begin Data for this task

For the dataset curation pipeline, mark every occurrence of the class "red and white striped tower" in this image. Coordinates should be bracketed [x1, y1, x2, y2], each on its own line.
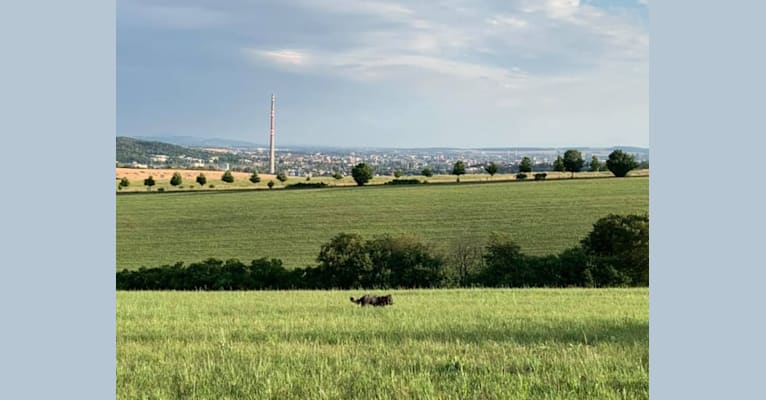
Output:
[269, 93, 275, 174]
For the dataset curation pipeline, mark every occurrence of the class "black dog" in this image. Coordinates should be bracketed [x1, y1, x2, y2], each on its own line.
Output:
[351, 294, 394, 307]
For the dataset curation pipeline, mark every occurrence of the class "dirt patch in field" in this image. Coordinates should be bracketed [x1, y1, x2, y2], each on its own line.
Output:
[116, 168, 276, 182]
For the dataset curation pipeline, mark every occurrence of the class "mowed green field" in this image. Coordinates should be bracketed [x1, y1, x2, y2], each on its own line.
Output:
[117, 288, 649, 400]
[116, 177, 649, 270]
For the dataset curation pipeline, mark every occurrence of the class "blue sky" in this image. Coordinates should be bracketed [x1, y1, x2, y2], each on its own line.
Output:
[117, 0, 649, 148]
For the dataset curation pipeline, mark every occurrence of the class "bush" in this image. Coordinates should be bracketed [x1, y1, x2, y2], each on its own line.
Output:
[385, 178, 421, 185]
[170, 172, 183, 186]
[285, 182, 327, 189]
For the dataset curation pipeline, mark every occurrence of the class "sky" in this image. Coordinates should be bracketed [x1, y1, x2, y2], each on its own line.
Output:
[116, 0, 649, 148]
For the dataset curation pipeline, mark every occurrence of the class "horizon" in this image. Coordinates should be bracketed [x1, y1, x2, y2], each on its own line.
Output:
[123, 135, 650, 151]
[117, 0, 649, 148]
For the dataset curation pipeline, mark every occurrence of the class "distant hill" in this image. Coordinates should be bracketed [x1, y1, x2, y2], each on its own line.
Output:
[135, 136, 266, 149]
[116, 136, 249, 166]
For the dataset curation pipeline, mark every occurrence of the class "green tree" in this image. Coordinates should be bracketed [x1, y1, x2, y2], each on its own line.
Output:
[519, 157, 532, 173]
[351, 163, 372, 186]
[564, 150, 585, 178]
[144, 176, 156, 191]
[553, 156, 564, 172]
[170, 172, 183, 186]
[606, 150, 638, 178]
[221, 170, 234, 183]
[317, 233, 372, 289]
[580, 214, 649, 286]
[479, 233, 528, 287]
[452, 160, 465, 182]
[484, 161, 497, 177]
[590, 155, 601, 172]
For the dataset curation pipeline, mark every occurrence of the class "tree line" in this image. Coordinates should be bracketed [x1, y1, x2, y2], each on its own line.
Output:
[351, 149, 640, 186]
[116, 214, 649, 290]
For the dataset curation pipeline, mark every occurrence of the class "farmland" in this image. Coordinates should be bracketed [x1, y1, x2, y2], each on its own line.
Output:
[116, 177, 649, 269]
[117, 288, 649, 399]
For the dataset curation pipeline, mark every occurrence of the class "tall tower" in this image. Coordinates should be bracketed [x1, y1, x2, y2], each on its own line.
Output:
[269, 93, 276, 174]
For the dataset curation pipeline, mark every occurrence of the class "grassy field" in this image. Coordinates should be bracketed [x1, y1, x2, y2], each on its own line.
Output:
[117, 289, 649, 400]
[117, 177, 649, 270]
[115, 168, 649, 193]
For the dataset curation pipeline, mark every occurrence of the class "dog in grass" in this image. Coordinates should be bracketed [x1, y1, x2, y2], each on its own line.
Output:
[351, 294, 394, 307]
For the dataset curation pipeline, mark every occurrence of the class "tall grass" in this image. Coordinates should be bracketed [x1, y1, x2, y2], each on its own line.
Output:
[117, 289, 648, 399]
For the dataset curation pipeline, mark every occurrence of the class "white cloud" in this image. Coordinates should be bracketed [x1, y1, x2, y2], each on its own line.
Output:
[252, 49, 309, 66]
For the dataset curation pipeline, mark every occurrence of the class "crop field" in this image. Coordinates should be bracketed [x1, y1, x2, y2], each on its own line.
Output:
[116, 288, 649, 399]
[115, 168, 649, 192]
[116, 177, 649, 270]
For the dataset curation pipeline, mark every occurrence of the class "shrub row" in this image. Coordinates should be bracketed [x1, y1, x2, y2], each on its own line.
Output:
[385, 178, 425, 185]
[285, 182, 327, 189]
[117, 215, 649, 290]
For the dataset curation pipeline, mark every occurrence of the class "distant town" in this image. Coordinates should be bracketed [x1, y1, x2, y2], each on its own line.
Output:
[117, 137, 649, 176]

end Data for this task

* **Exercise description**:
Return the material above from its first line through the line containing "[269, 93, 275, 174]", both ends included, copied word for word. Leave out any pictures.

* **Solved exercise**:
For the dataset curation pipeline, mark every occurrence of the class "red and white striped tower" in this image. Coordinates should be bracketed [x1, y1, x2, y2], each on its own line.
Output:
[269, 93, 275, 174]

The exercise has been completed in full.